_REQUIRED WORK:_
Nothing but the entries, copied exactly, should appear in the response.

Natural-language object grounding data
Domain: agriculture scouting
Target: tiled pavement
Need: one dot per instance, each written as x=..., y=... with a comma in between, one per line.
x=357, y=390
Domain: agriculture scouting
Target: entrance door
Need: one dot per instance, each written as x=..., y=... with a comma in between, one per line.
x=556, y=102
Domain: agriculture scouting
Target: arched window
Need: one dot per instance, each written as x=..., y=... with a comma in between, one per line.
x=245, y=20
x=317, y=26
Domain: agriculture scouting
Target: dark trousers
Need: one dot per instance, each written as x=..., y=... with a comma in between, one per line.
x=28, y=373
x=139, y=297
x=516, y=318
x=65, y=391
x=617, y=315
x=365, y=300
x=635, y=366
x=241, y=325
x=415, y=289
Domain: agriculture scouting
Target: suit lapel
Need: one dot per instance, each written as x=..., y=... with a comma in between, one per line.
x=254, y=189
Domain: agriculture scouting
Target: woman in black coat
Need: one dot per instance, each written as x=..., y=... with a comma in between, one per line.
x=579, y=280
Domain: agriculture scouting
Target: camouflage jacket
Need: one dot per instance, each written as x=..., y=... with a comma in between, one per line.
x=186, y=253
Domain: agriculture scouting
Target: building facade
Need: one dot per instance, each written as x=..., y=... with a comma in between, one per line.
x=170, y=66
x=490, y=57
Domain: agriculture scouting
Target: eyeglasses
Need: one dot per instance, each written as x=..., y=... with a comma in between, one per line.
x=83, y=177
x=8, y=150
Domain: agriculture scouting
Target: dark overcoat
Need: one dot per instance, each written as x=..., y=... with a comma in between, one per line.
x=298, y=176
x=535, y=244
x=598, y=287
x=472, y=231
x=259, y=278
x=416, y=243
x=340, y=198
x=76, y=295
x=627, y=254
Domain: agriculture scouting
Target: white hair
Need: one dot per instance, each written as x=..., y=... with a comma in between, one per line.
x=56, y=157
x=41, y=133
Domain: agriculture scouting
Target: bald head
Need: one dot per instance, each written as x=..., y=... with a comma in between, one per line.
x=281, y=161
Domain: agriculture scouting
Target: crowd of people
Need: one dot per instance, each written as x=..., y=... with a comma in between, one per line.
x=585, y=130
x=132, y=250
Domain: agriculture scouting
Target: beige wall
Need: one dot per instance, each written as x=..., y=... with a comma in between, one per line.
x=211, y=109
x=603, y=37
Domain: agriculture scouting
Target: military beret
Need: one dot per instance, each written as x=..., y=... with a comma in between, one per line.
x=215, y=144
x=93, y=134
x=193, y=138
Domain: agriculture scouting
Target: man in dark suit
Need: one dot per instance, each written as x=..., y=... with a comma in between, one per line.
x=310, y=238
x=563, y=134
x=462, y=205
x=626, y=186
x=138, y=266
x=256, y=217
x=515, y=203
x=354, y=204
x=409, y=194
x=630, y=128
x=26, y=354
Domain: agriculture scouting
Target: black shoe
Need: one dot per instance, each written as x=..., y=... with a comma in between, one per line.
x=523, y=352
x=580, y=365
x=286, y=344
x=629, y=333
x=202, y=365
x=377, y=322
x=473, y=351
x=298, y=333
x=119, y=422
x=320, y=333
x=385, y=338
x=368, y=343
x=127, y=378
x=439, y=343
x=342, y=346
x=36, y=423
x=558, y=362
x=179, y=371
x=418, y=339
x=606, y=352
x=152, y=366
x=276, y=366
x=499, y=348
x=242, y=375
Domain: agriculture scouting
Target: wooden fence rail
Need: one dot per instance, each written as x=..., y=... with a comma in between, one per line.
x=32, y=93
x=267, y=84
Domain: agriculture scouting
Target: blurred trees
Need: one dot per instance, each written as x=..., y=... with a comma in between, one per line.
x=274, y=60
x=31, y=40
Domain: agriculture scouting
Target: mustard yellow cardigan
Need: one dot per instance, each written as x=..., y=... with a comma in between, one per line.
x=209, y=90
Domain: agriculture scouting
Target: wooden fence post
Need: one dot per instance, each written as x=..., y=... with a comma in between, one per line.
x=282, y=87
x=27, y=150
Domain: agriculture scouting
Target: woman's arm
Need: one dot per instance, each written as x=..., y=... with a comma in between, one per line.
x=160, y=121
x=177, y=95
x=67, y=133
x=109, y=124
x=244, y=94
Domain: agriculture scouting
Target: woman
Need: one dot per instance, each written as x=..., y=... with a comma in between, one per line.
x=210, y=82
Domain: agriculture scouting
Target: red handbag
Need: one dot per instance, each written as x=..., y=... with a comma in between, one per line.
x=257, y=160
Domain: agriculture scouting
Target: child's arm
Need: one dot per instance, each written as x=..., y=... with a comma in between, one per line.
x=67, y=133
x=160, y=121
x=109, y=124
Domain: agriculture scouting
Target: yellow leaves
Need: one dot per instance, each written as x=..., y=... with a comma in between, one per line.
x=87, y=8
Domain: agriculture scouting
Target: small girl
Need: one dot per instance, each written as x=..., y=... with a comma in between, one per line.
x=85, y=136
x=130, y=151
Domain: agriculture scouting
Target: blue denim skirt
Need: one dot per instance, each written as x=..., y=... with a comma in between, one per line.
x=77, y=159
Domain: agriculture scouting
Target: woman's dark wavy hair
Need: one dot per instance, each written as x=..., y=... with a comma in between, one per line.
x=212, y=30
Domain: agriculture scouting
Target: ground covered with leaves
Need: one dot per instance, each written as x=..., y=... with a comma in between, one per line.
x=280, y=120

_ANSWER BOX:_
Domain: agriculture scouting
Target: tiled pavement
Need: one dot per instance, each written as x=..., y=... with a comma in between, one per line.
x=357, y=390
Domain: agriculture scouting
Target: entrance door
Need: one dot per instance, each written as x=..., y=... with a comma in between, one per line.
x=556, y=102
Domain: agriculture scouting
Target: arched window
Need: one dot per instance, each written as x=..., y=... with a comma in between, one per line.
x=245, y=20
x=317, y=26
Domain: agriculture scouting
Target: dark trousers
Need: one dot per instance, each written as x=..., y=... with a comma in between, one per line.
x=28, y=373
x=139, y=297
x=516, y=318
x=65, y=391
x=617, y=315
x=365, y=300
x=635, y=366
x=241, y=325
x=415, y=289
Domain: agriculture scouting
Target: suit lapel
Need: one dot per instance, each written as x=..., y=... with a comma in between, one per line.
x=254, y=189
Domain: agriculture scouting
Target: woman in black coat
Need: one dot per instance, each written as x=..., y=... with a comma in between, one per line.
x=579, y=280
Domain: agriculture scouting
Target: camouflage jacket
Need: one dot per instance, each written as x=..., y=... with a comma in between, one per line.
x=186, y=253
Domain: agriculture scouting
Target: building facade
Need: one dot per instance, each written as x=..., y=... with a comma in between, one per line.
x=170, y=66
x=490, y=57
Domain: agriculture scouting
Target: eyeglasses
Need: one dot per instance, each written as x=..., y=... with a comma in between, one per line.
x=83, y=177
x=8, y=150
Domain: agriculture scouting
Target: dark overcoat
Need: one dot per instance, each written as x=..., y=... with a comma in between, one per line.
x=298, y=176
x=535, y=244
x=598, y=287
x=472, y=231
x=259, y=278
x=416, y=243
x=340, y=198
x=76, y=295
x=627, y=254
Domain: agriculture scouting
Target: white hair
Need: one dot per instance, each written as x=..., y=... with a comma in between, one per line.
x=56, y=157
x=41, y=133
Domain: agriculture scouting
Target: bald head
Need: one dot per instance, each written as x=..., y=... with a comma in between, one per line.
x=281, y=161
Domain: agriculture scouting
Target: crowd of people
Need: one dot per instance, each written as x=..., y=... with a comma in between, one per line.
x=585, y=130
x=132, y=250
Domain: agriculture scouting
Target: beige wall
Need: one dot per instance, each written as x=..., y=... with a comma in between, one per line.
x=211, y=109
x=603, y=37
Domain: agriculture scouting
Target: military beret
Need: one dot per instance, each written as x=..., y=... with a comma in between, one per line.
x=215, y=144
x=93, y=134
x=193, y=138
Domain: agriculture scouting
Target: man in dark suit
Need: one dot per instance, each written as x=..., y=... with a comma in between, one per line.
x=310, y=238
x=563, y=134
x=462, y=205
x=626, y=186
x=138, y=266
x=256, y=217
x=515, y=203
x=354, y=204
x=409, y=194
x=630, y=128
x=26, y=354
Domain: agriculture scouting
Target: black shoe
Need: one dot per instance, each written as x=..., y=... with a comma in between, one per line.
x=523, y=352
x=580, y=365
x=286, y=344
x=629, y=333
x=202, y=365
x=377, y=322
x=473, y=351
x=298, y=333
x=119, y=422
x=320, y=333
x=385, y=338
x=368, y=343
x=127, y=378
x=439, y=343
x=342, y=346
x=36, y=423
x=558, y=362
x=179, y=371
x=418, y=339
x=606, y=352
x=152, y=366
x=276, y=366
x=499, y=348
x=242, y=375
Domain: agriculture scouting
Target: wooden fence rail
Need: one dot per instance, each written as x=..., y=... with a comma in between, one per line.
x=32, y=93
x=267, y=84
Domain: agriculture scouting
Target: blurred trees
Need: one dot per instance, each written as x=..., y=... with a comma in between, one per line.
x=274, y=60
x=31, y=40
Domain: agriculture scouting
Target: mustard yellow cardigan
Need: one dot per instance, each written as x=..., y=... with a comma in between, one per line.
x=209, y=90
Domain: agriculture scouting
Target: wooden fence post
Need: one dot per instance, each written as x=..., y=... with a comma in between, one per line.
x=282, y=87
x=27, y=150
Domain: agriculture scouting
Target: woman's arm
Need: one dot per instance, each written as x=..., y=... with a comma in between, one per line.
x=160, y=121
x=177, y=95
x=67, y=133
x=109, y=124
x=244, y=94
Domain: agriculture scouting
Target: woman
Need: one dot per instance, each written as x=..., y=... with a comma in between, one per line.
x=210, y=82
Domain: agriculture scouting
Target: red handbag
Need: one dot per instance, each written as x=..., y=... with a comma in between, one per line.
x=257, y=160
Domain: agriculture scouting
Target: child's arm
Need: one dot per instance, each written as x=..., y=... with a comma in between, one per line.
x=67, y=133
x=160, y=121
x=109, y=124
Domain: agriculture scouting
Target: yellow leaves
Need: one dot per instance, each written as x=..., y=... with a comma in between, one per line.
x=87, y=8
Domain: agriculture scouting
Target: small girl
Need: one dot per instance, each written as x=..., y=... with a comma in between, one per line.
x=85, y=136
x=130, y=151
Domain: agriculture scouting
Target: blue denim skirt
Need: one dot per instance, each written as x=..., y=... with a comma in between, one per line.
x=77, y=159
Domain: agriculture scouting
Target: woman's dark wavy hair
Need: one dot per instance, each written as x=..., y=... with a comma in between, one per line.
x=212, y=30
Domain: agriculture scouting
Target: ground covered with leaves
Need: one dot per instance, each written as x=..., y=... with a comma in between, one per line.
x=280, y=120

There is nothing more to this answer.